• ASSIGNMENT: Return the following from the records below: each line, word for word, starting with the line that contains "337 300 L 456" and going on through the line that contains "549 625 L 558", with nothing outside that range.

• INPUT RECORDS:
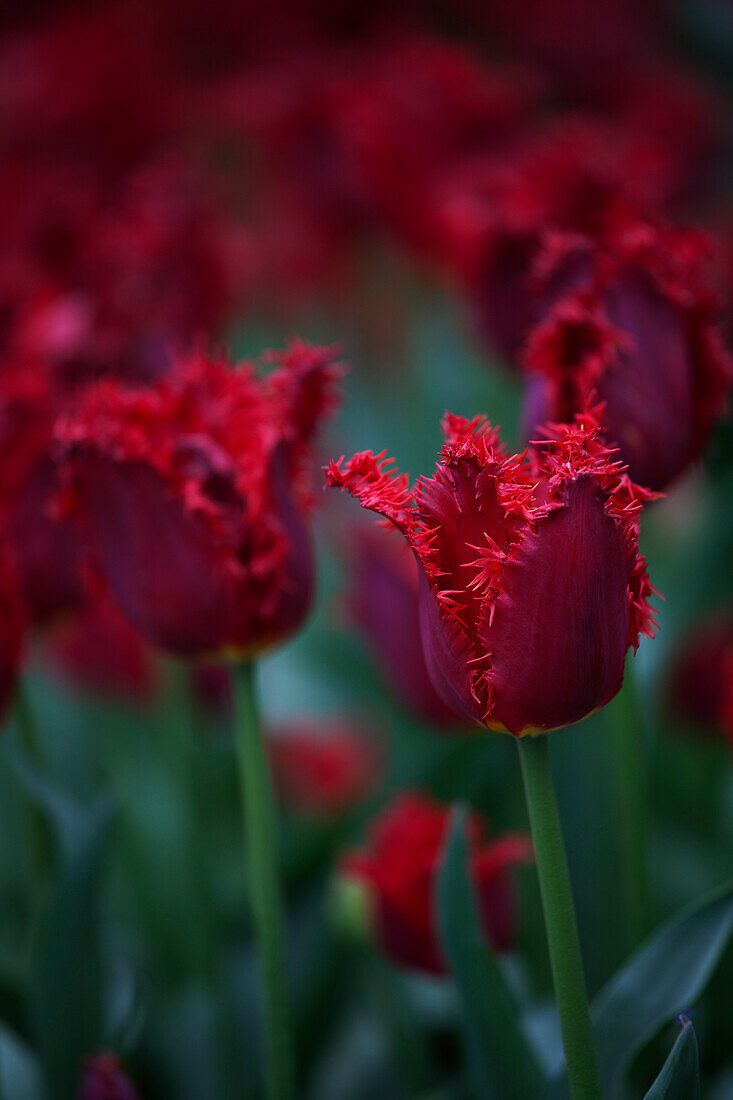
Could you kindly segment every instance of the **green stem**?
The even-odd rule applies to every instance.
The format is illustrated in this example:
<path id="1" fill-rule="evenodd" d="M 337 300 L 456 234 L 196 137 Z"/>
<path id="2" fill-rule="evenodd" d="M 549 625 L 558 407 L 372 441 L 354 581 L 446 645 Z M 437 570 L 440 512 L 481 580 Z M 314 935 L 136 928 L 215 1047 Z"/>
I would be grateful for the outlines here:
<path id="1" fill-rule="evenodd" d="M 600 1100 L 593 1032 L 583 977 L 575 907 L 547 736 L 518 742 L 524 793 L 540 880 L 555 998 L 573 1100 Z"/>
<path id="2" fill-rule="evenodd" d="M 278 883 L 278 844 L 270 770 L 260 730 L 254 668 L 234 669 L 236 745 L 247 841 L 249 886 L 262 982 L 268 1100 L 295 1095 L 285 970 L 285 929 Z"/>
<path id="3" fill-rule="evenodd" d="M 632 951 L 646 932 L 646 769 L 633 673 L 607 708 L 611 723 L 616 844 L 625 915 L 626 948 Z"/>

• TASK ANSWER:
<path id="1" fill-rule="evenodd" d="M 337 300 L 456 234 L 196 137 Z"/>
<path id="2" fill-rule="evenodd" d="M 549 625 L 558 407 L 372 441 L 354 581 L 446 645 Z M 437 570 L 440 512 L 481 580 Z M 314 935 L 136 928 L 215 1047 Z"/>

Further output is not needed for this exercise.